▶ _Passage_

Barking is an interchange station serving the town of Barking, east London. It is served by London Underground, London Overground and National Rail main line services. It is located on Station Parade, in the town centre.

On the London Underground, Barking is a stop on the District line and is also the eastern terminus of the Hammersmith & City line. On the London Overground, it is on the Suffragette line. On the National Rail network, it is served by c2c services operating to and from Fenchurch Street. There is also interchange with London Buses and East London Transit routes on the station frontage.

The station was opened in 1854 by the London, Tilbury and Southend Railway as one of the first stations on the route. It was rebuilt in 1908 and again in 1959.

The station was opened in 1854 as part of the London, Tilbury and Southend Railway (LT&SR)'s new line which left the Eastern Counties Railway's (ECR) main line at a new junction at Forest Gate. Two separate LT&SR trains from London started at Fenchurch Street and Shoreditch and were combined at Stratford for the journey to Tilbury (and split at Stratford in the opposite direction). Barking at this time was a small village and the original station was a two platformed affair which opened on 13 April 1854. Congestion at Stratford and deteriorating relationships between the lessees running the LT&SR and the Eastern Counties Railway saw a new route built between Barking and Gas Factory Junction where the new route joined the London & Blackwall Extension Railway, opening in 1858. Other than a new junction west of Barking (and west of the River Roding bridge) no changes were made at Barking and the original Forest Gate Junction section was then used by a goods trains and a rump Bishopsgate to Barking service operated by the ECR and after 1862 by the Great Eastern Railway.

[Entries from a pointing dataset]

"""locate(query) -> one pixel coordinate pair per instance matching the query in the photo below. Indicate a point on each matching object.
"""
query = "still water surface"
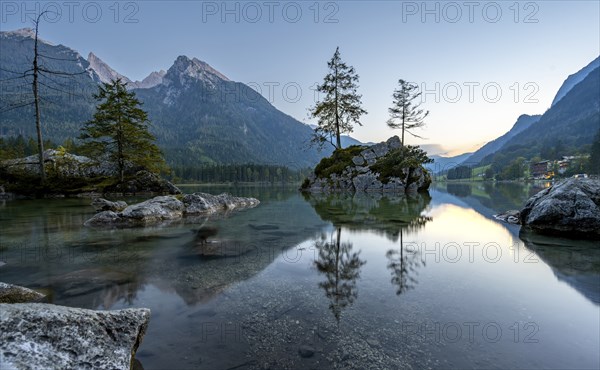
(325, 281)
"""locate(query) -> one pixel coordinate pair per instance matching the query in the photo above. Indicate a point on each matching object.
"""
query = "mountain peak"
(23, 32)
(104, 71)
(27, 33)
(574, 79)
(195, 68)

▶ _Tasks to carry out_
A. Summarize the text about Barking station in two sentences.
B. According to the Barking station text, on what date did the original two-platform station open?
C. Please carry the history of Barking station forward, beginning after its final sentence.
The listing has no connection to the text about Barking station.

▶ _Responses per task_
A. Barking station, on Station Parade in the town centre of Barking in east London, is served by the District, Hammersmith & City and Suffragette lines and by c2c trains to and from Fenchurch Street. The London, Tilbury and Southend Railway opened it in 1854, and it was rebuilt in 1908 and again in 1959.

B. 13 April 1854.

C.
Between the River Roding and the station there was a level crossing at Tanner Street and one on East Street at the east end of the station. Around 1860 some coal sidings were laid on the south side of the line west of the station.

The new Pitsea direct route opened in stages first to Upminster (1885), East Horndon (1886) and finally joining the existing Southend route at Pitsea in 1888. A new junction was provided 200 yards east of Barking station and this was controlled by a new signal box called Barking East Junction. The former Barking Junction box to the west was renamed Barking West Junction.

This station lasted until the 1880s when increasing passenger and goods traffic as well as issues with the level crossings at Barking (which was expanding) meant something needed to be done.